**The request**
Give each line of the records below as a JSON list of strings, one string per line, skipping blank lines and leaving the pictures out.

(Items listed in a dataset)
-*-

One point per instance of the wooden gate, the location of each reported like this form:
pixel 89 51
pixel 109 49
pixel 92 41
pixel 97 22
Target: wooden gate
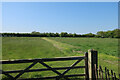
pixel 42 61
pixel 90 61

-*-

**Task solution**
[
  "One point per instance of the wooden gate, the location of each reported like this form:",
  "pixel 89 51",
  "pixel 109 49",
  "pixel 92 41",
  "pixel 97 22",
  "Target: wooden gate",
  "pixel 42 61",
  "pixel 90 61"
]